Reproduce every row below verbatim, preserving each character, space, and line break.

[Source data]

┄┄┄┄┄┄

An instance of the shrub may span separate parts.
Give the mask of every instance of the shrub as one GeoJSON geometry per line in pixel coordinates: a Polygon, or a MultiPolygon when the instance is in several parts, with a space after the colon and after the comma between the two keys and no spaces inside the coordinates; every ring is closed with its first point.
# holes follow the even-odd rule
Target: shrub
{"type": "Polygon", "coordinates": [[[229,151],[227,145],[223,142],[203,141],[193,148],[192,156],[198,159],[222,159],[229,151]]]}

┄┄┄┄┄┄

--- Response below ---
An instance of the shrub may span separate parts.
Give the mask of every instance of the shrub as one GeoJSON geometry per line in pixel coordinates: a Polygon, or a MultiPolygon when the instance is in several parts, with a space after the colon and after the comma between the two keys and no spaces inside the coordinates; every ring is closed with its first point.
# holes follow the even-odd rule
Target: shrub
{"type": "Polygon", "coordinates": [[[229,151],[227,145],[223,142],[203,141],[193,148],[192,156],[198,159],[222,159],[229,151]]]}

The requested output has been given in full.